Write out the data exactly, every line included.

EXTRACTED RECORDS section start

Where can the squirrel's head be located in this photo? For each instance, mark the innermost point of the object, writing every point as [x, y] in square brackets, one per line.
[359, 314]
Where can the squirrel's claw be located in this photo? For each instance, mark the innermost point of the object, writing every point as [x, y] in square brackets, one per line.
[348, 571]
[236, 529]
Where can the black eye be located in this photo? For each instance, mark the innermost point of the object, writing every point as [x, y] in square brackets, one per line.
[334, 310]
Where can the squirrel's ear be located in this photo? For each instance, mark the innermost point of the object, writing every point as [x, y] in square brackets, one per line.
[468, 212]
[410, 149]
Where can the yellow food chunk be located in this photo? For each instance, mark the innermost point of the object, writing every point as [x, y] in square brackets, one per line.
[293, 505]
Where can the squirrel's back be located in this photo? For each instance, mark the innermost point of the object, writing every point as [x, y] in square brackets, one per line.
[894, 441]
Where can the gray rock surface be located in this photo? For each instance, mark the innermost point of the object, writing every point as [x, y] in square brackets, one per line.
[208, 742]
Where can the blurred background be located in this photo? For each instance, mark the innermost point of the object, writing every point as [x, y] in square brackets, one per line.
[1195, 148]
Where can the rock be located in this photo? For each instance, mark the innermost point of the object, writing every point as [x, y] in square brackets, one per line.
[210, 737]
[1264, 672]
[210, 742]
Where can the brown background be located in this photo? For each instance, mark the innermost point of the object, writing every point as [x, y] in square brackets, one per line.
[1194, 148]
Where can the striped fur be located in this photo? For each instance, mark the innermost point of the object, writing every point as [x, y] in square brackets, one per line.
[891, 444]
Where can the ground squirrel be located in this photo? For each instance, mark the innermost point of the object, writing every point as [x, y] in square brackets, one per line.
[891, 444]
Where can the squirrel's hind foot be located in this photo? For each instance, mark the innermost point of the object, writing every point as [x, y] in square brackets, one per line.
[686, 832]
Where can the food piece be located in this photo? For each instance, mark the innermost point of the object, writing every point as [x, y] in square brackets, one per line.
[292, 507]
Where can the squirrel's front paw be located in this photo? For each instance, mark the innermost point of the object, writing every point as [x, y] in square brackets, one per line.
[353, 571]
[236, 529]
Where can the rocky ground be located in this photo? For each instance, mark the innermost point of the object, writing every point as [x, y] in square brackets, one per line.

EXTRACTED RECORDS section end

| OUTPUT FOR THIS EXERCISE |
Where can the squirrel's head be located in this photo? For each instance, mark the innermost point of the object, writing every point as [x, y] in square brackets, one per line.
[359, 314]
Where can the squirrel's claw be located in this photo? For each instance, mark the innermost point of the object, writing every point as [x, y] in square brackets, one per line.
[348, 571]
[236, 529]
Where can the black eye be located in this photo? For each instance, mark the innermost point of the object, writing every point as [x, y] in square brackets, one per line.
[334, 310]
Where can the squirrel's ear be located in this photo? For each instance, mark the innermost point of the object, writing every point as [x, y] in square brackets, one per line.
[468, 212]
[410, 149]
Where can the yellow food chunk be located in this photo? For each instance, mark the innermost point of the object, writing every point as [x, y] in square brackets, one per line.
[293, 505]
Where can the squirrel's back be located in this photo? For each instance, mark the innermost point of the object, writing every point as [x, y] in square brackets, one per line.
[894, 441]
Where can the gray rock surface be located in this photo? For each instance, mark the innermost point of the object, writing every point as [x, y] in square brackets, one per line.
[208, 742]
Where can the blurred background be located in this photo? For each instance, mark the innermost point of the object, writing every point as [x, y] in square brackets, one per line.
[1195, 148]
Where can the rock be located in this photo? For each instance, mark the innermost point of the object, writing every point as [x, y] in square brackets, one per line.
[210, 737]
[1264, 672]
[210, 742]
Where can the brown background be located in this photo? For each instance, mark the innermost point of the object, writing every point as [x, y] in square brackets, one per line.
[1194, 148]
Where can the striped fur be located in this photo? For each instance, mark the innermost point of the object, writing every point as [x, y] in square brackets, one per line.
[891, 444]
Where can the ground squirrel be located in this photo? For each instance, mark the innermost point of the object, writing every point as [x, y] in square brackets, one per line.
[891, 444]
Where can the squirrel's hind foot be located in this photo? For each instance, mark the innermost point of the object, writing every point as [x, y] in square brackets, one per line.
[686, 832]
Where can the food piece be located in this photo? For each instance, mark the innermost point of the object, writing every point as [x, y] in square brackets, one per line.
[292, 507]
Where can the squirrel's front paw be located in this photo? For each instance, mark the innermost point of the object, writing every point as [x, y] in square brackets, one per line.
[353, 571]
[236, 529]
Where can the rocky ground be located in this photo? For each instance, mark the innermost point of the object, writing every point as [x, y] in square brackets, one per line.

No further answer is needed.